● Exercise description:
Show each line below that contains the string "mountain"; case counts.

● ● ●

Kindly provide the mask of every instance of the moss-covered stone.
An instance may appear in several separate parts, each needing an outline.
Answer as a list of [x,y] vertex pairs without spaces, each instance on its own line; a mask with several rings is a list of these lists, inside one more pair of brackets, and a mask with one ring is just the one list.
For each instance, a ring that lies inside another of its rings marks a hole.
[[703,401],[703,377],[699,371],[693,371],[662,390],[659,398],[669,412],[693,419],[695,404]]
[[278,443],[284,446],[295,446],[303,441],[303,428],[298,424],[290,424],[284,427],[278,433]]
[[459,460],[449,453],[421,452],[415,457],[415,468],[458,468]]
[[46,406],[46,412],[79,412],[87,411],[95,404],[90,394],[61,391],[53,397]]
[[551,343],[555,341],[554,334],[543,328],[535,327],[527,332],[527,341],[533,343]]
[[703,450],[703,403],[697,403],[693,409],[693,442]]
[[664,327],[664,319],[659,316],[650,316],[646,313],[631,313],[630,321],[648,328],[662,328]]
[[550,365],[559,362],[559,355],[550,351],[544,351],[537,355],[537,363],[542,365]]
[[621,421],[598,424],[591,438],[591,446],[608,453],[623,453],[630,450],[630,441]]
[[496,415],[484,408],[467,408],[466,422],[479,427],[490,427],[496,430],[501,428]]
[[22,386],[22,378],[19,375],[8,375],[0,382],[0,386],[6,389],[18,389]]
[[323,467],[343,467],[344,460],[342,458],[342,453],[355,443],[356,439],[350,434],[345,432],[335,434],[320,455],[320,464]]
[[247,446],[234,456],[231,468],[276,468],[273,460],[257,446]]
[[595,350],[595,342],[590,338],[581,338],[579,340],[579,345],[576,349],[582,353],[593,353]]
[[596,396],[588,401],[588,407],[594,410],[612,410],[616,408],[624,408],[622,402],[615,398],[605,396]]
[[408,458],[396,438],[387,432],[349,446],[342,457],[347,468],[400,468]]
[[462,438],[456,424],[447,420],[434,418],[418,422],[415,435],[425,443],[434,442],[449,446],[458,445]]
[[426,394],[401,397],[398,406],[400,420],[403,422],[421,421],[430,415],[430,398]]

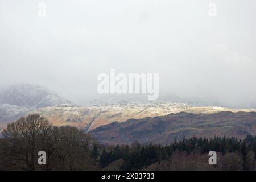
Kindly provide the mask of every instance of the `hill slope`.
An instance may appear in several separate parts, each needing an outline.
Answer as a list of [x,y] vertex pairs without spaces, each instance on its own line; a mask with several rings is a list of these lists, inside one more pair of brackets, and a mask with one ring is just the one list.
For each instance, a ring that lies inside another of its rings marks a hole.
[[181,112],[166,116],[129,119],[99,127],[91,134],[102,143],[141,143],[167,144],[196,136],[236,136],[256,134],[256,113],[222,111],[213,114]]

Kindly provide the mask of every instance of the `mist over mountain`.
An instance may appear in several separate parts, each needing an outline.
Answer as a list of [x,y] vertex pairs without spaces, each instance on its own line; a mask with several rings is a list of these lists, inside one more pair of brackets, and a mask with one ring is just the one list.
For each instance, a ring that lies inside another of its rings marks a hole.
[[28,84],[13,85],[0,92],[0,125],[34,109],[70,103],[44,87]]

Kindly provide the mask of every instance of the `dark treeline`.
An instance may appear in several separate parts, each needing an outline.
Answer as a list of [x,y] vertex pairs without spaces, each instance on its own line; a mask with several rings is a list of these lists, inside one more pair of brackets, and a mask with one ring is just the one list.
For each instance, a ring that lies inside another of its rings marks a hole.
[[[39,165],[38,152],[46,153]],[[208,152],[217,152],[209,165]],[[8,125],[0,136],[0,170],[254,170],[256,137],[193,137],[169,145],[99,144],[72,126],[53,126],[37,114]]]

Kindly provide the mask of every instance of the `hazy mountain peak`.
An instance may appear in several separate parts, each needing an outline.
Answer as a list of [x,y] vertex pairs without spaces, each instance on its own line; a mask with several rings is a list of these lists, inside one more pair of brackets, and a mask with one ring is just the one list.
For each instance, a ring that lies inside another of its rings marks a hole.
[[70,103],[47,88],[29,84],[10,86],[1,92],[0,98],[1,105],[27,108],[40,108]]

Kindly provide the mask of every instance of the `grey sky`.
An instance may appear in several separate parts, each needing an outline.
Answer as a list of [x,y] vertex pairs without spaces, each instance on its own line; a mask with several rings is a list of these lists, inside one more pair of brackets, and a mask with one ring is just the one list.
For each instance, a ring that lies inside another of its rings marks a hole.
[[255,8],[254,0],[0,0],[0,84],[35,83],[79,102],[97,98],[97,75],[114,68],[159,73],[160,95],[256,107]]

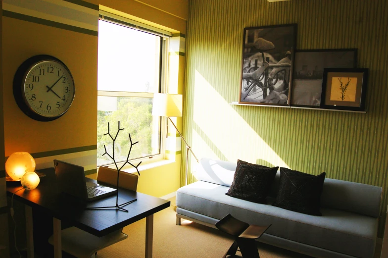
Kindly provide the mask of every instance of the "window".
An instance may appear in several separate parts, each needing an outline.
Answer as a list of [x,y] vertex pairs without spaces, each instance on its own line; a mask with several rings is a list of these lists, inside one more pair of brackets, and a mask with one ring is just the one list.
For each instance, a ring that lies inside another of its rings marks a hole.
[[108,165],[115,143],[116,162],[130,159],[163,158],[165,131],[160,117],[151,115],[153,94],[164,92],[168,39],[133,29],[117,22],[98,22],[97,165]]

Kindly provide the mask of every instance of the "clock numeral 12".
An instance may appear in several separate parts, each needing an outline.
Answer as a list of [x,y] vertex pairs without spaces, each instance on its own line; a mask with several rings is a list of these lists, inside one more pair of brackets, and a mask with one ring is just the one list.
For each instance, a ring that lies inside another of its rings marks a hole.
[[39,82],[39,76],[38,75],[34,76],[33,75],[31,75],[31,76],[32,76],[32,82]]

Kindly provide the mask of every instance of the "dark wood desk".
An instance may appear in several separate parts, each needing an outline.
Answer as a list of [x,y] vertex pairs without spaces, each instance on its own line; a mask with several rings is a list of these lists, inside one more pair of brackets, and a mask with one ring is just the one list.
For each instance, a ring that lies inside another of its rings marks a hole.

● ● ●

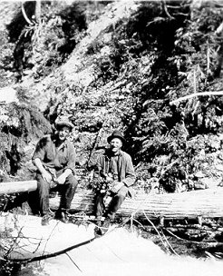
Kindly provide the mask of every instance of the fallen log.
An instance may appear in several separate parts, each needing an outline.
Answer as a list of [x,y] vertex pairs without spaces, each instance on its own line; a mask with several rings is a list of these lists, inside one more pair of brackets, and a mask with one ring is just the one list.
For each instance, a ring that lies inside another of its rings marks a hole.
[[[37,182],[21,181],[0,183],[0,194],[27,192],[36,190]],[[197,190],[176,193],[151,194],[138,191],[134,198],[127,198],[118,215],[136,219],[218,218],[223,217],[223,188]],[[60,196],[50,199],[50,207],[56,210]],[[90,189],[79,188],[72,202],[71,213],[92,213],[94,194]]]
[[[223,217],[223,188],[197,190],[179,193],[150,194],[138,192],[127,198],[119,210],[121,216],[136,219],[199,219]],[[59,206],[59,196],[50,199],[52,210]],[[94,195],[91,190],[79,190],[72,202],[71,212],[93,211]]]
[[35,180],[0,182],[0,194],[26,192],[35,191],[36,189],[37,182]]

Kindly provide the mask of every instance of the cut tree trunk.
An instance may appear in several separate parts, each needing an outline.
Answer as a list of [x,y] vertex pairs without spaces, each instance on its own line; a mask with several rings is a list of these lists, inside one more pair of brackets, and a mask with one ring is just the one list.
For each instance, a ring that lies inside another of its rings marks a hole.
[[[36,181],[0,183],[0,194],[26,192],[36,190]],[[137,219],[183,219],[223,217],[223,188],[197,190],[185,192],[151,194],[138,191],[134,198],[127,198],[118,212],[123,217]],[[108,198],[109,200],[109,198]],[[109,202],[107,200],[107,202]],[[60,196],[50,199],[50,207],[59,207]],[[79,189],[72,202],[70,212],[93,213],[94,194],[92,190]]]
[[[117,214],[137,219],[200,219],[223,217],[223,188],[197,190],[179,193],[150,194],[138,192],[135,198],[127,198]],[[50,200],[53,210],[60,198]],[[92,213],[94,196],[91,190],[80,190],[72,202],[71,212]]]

● ● ●

● Exercise solution:
Kindly provide the mask of every instance of the `mist over mountain`.
Kindly provide the mask of every instance of the `hazy mountain peak`.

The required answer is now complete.